CHALLENGE: Copy the data from the line that contains "of the road" to its last line, exactly, including both of those lines and leaving out everything before.
-------- SUPPLIED MATERIAL --------
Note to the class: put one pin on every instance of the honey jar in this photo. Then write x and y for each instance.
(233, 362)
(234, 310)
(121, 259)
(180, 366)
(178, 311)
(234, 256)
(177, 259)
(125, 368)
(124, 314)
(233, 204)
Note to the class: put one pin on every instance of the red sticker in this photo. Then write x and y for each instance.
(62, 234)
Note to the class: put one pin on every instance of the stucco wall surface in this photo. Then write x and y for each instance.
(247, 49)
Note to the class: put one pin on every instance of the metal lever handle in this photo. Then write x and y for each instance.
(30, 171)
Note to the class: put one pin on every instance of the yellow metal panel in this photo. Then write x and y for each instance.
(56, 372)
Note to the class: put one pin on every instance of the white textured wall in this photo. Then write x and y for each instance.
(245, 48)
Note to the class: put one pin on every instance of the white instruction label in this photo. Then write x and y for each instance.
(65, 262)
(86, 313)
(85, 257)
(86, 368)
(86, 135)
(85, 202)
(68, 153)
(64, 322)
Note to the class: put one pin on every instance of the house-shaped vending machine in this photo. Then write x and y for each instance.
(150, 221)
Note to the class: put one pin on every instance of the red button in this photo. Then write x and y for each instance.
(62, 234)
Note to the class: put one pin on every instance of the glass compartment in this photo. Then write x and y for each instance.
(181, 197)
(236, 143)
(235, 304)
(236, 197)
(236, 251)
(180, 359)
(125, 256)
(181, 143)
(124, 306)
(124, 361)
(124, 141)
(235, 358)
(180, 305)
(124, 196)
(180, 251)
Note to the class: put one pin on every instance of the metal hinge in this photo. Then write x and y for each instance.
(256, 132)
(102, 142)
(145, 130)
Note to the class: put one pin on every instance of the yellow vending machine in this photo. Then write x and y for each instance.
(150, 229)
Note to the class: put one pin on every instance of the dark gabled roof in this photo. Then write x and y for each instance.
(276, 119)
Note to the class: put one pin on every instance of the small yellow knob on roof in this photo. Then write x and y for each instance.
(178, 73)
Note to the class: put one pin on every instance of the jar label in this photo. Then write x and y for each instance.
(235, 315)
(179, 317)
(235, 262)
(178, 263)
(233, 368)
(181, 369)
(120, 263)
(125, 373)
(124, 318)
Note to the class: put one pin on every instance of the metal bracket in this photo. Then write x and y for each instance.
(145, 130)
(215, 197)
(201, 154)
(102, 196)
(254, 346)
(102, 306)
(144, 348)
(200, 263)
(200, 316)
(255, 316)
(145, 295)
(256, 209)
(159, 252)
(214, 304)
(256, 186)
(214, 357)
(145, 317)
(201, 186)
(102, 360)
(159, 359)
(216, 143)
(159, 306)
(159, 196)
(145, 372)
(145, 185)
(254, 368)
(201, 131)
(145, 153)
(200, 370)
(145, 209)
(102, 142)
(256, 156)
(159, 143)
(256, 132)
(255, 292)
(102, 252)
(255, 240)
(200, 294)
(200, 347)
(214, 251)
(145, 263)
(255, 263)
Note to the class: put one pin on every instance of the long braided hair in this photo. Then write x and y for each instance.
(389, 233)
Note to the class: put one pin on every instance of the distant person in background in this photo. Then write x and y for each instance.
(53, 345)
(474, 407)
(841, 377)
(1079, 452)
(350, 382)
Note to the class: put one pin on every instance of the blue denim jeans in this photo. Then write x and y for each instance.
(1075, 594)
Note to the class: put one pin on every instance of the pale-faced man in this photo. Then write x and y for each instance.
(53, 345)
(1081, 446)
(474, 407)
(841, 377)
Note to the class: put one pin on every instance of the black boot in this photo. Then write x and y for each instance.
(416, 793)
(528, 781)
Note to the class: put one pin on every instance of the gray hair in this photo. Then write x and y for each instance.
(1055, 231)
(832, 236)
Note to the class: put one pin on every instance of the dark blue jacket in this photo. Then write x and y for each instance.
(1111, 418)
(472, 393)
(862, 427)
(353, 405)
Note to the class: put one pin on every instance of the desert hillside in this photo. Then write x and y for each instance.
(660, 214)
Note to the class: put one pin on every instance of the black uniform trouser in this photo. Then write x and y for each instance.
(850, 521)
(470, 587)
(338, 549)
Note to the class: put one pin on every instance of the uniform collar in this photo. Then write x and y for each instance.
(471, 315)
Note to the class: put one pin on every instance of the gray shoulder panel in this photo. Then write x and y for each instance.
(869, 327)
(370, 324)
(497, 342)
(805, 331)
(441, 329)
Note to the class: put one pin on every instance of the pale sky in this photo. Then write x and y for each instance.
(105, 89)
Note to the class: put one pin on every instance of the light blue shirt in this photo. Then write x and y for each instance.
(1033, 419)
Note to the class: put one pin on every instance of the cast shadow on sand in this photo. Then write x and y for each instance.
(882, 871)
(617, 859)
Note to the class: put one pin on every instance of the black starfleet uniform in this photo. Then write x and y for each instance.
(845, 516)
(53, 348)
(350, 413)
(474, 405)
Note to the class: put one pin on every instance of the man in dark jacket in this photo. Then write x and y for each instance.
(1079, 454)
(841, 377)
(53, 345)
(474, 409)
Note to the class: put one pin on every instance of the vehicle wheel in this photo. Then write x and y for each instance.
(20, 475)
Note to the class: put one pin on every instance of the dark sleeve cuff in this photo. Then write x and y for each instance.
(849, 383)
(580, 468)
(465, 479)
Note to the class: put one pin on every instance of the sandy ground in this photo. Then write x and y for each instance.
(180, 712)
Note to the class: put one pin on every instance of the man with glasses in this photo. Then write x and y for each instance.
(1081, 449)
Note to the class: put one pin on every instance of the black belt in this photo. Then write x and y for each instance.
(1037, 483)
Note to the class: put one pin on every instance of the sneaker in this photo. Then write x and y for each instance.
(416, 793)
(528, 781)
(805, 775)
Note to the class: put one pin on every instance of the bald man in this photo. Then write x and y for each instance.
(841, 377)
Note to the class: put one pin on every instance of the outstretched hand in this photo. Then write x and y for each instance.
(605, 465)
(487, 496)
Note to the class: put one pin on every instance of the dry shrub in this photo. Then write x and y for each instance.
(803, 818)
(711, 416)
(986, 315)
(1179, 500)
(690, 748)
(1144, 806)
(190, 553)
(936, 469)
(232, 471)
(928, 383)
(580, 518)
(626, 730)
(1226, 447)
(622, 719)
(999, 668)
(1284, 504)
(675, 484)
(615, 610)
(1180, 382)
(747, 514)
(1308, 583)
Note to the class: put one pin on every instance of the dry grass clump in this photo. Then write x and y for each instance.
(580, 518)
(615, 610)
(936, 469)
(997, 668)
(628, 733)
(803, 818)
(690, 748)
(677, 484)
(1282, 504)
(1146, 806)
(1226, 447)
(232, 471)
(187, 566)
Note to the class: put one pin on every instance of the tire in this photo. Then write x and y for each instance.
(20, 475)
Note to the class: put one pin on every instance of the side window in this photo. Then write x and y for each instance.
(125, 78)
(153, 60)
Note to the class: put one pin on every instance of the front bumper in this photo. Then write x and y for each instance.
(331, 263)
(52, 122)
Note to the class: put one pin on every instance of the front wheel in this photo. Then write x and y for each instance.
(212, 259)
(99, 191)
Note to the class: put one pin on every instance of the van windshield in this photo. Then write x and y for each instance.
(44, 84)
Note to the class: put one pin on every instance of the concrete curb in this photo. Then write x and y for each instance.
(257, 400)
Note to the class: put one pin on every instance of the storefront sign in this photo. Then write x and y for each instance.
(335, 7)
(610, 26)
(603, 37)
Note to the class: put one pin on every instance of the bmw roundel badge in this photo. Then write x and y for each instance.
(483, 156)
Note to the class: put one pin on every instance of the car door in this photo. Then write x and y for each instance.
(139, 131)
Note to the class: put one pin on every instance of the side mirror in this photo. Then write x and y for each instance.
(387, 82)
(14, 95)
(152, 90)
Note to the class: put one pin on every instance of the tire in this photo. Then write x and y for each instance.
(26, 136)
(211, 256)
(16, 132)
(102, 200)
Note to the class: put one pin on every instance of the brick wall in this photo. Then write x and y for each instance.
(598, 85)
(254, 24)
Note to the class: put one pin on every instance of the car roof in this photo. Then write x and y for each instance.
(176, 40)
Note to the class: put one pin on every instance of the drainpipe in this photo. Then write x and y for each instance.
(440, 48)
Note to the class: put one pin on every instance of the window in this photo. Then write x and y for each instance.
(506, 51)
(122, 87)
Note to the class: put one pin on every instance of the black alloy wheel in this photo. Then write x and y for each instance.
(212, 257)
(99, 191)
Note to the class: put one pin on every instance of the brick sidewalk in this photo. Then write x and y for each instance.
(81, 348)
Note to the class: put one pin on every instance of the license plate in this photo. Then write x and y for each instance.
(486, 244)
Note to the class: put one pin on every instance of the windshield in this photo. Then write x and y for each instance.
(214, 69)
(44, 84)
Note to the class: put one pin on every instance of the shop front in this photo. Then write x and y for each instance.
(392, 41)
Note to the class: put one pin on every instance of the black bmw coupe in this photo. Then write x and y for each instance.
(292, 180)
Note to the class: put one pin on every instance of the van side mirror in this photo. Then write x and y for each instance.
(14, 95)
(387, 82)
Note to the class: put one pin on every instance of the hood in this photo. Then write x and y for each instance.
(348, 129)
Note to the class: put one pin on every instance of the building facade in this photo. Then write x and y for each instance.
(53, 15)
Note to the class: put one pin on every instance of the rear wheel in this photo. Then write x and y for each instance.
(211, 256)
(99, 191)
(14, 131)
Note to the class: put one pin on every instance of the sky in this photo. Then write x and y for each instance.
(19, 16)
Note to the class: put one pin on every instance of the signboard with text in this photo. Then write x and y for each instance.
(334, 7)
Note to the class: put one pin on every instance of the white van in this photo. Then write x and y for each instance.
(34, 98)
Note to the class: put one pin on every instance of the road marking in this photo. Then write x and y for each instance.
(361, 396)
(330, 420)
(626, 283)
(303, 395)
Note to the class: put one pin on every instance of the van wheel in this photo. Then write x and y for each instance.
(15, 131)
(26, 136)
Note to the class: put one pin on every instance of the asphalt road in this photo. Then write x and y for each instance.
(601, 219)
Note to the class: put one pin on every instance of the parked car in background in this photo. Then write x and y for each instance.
--------
EXERCISE OUTPUT:
Note to the class: put one pin on every instance of the road marking in this photo. Then write x and y for each instance.
(361, 396)
(330, 420)
(626, 283)
(303, 395)
Note to the class: put one pin on every instance of the van wheel in this photo. Then write x and y for each instance.
(15, 131)
(26, 136)
Note to the class: put one pin on every instance of the asphalt road in this photo. Then write x and y for each instance.
(601, 219)
Note to the class: put one pin on every instance of the parked car in background in this photo. Then write x and y for each instance.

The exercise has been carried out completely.